[A block of data]
########################################
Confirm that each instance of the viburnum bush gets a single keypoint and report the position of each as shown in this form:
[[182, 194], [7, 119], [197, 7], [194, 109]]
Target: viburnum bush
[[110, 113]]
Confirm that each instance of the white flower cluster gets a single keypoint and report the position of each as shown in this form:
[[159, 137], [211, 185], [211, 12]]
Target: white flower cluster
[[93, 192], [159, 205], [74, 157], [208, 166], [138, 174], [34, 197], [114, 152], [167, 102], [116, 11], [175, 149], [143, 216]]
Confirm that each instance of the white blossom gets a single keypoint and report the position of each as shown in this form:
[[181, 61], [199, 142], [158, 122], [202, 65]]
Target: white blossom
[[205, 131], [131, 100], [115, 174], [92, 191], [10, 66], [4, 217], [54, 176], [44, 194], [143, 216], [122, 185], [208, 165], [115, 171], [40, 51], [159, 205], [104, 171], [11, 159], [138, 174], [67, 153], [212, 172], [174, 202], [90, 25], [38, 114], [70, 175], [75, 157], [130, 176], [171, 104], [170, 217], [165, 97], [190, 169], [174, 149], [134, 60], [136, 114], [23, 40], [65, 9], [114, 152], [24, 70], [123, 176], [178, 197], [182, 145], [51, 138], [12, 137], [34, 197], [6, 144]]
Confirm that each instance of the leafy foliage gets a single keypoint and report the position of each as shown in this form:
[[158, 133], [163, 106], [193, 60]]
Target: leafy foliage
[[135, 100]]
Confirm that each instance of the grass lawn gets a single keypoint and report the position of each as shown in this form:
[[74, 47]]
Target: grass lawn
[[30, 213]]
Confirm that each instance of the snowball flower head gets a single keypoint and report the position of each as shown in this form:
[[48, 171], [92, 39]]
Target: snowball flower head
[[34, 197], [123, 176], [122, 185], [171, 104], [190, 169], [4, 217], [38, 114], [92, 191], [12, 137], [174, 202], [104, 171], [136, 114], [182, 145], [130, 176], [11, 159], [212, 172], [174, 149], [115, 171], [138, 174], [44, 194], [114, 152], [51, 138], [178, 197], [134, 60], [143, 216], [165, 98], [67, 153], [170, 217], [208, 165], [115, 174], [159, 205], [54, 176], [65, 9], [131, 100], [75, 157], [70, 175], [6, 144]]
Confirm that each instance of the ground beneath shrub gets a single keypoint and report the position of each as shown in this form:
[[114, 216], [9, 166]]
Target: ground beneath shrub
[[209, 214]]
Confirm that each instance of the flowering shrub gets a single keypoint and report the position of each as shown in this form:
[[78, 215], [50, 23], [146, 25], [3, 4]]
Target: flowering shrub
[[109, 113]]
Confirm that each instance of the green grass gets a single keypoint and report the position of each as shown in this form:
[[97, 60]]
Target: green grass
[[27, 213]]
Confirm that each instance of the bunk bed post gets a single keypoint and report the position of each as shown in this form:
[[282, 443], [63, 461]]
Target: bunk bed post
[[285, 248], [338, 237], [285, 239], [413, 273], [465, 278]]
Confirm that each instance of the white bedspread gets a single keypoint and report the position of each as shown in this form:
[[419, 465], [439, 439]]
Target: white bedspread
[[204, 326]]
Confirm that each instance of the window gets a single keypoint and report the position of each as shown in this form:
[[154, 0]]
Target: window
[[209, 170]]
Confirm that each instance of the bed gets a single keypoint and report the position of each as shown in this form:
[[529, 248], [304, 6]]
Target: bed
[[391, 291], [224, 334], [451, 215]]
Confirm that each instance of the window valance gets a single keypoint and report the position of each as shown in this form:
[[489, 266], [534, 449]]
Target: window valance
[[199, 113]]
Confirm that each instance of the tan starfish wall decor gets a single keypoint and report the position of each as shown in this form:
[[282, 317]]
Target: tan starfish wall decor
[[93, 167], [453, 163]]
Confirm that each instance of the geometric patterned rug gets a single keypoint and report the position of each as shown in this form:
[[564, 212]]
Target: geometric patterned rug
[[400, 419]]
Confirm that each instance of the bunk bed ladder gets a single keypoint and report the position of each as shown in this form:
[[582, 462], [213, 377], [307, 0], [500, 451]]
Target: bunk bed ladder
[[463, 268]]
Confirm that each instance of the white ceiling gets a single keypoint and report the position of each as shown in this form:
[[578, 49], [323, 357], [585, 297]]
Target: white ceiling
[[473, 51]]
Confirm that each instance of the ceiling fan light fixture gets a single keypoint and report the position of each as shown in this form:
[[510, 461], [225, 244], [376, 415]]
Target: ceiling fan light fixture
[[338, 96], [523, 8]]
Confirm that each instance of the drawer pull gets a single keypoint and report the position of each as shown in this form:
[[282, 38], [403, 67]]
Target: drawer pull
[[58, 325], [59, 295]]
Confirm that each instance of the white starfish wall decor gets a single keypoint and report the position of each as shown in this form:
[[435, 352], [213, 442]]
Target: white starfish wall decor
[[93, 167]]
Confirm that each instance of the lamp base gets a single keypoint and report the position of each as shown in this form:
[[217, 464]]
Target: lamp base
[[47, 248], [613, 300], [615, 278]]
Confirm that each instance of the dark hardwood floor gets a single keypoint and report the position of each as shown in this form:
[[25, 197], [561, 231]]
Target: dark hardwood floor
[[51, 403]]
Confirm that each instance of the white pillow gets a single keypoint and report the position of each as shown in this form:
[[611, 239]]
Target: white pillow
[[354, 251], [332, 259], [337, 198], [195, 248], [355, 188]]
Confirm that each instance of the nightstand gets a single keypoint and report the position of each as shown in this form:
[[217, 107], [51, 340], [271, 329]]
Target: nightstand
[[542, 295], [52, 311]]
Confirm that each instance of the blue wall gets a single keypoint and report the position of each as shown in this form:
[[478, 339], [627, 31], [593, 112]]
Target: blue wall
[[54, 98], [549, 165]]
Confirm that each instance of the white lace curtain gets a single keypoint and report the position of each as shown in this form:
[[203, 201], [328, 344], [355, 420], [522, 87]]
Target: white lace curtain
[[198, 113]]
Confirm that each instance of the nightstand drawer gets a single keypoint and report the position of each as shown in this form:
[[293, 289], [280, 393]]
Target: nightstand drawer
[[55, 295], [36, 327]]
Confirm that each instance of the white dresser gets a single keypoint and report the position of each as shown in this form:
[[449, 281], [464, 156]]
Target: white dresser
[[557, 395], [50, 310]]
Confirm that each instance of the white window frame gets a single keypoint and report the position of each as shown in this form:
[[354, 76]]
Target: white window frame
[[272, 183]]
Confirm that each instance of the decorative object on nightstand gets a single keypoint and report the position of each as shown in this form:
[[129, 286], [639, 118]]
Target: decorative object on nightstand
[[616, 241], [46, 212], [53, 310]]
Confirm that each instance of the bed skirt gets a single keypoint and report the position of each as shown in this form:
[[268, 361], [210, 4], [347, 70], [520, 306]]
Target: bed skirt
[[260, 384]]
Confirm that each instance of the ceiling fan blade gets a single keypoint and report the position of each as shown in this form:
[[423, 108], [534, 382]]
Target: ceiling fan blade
########################################
Lay out the part of the data that opens with the line containing "Confirm that each instance of the nightstand gets" and runs through the end of the data as a Markdown table with the columns Row and Line. Give each line a row number and leave out blank lines.

=== Task result ===
| Row | Line |
|---|---|
| 1 | Confirm that each instance of the nightstand gets a single keypoint and report the position of each as shown in this form: |
| 2 | [[217, 107], [51, 340], [271, 329]] |
| 3 | Target: nightstand |
| 4 | [[542, 295], [52, 311]] |
| 5 | Confirm that each instance of the blue wall gets a single keypoint and report the position of each as shown in this form: |
| 6 | [[478, 339], [627, 31], [593, 112]] |
| 7 | Target: blue wall |
| 8 | [[54, 98], [549, 165]] |
| 9 | Confirm that each instance of the white lace curtain gets a single keypoint and report the position of each as shown in this form: |
| 10 | [[203, 201], [328, 344], [355, 420], [522, 87]] |
| 11 | Target: white lace curtain |
| 12 | [[198, 113]] |
| 13 | Confirm that each instance of the nightstand drawer gets a single keypoint and report the position of each as shown in this form: |
| 14 | [[293, 289], [280, 393]] |
| 15 | Target: nightstand drawer |
| 16 | [[55, 295], [36, 327]] |
| 17 | Confirm that each instance of the white dresser gets a single keypoint and report the position of each as shown in this form: |
| 18 | [[449, 281], [464, 156]] |
| 19 | Target: white dresser |
| 20 | [[557, 395], [50, 310]] |
| 21 | Confirm that each instance of the white window frame gets a single keypoint and report the position of each as shown in this form: |
| 22 | [[354, 76]] |
| 23 | Target: white window frame |
| 24 | [[272, 183]] |
| 25 | Confirm that each instance of the decorative object on nightstand gets a single keypoint and report the position of each as shown in this form: |
| 26 | [[129, 286], [639, 118]] |
| 27 | Target: decorative object on nightstand |
| 28 | [[616, 241], [46, 212], [53, 310]] |
| 29 | Confirm that each instance of the bed skirt gets a single keypoint and report the position of each as shown in this form: |
| 30 | [[268, 361], [210, 4], [347, 70], [520, 306]] |
| 31 | Target: bed skirt |
| 32 | [[260, 384]] |
| 33 | Confirm that each instance of the ceiling fan blade gets a single keypoint and report the position of each as shown in this form: |
| 34 | [[423, 108], [534, 382]] |
| 35 | Target: ceiling fan blade |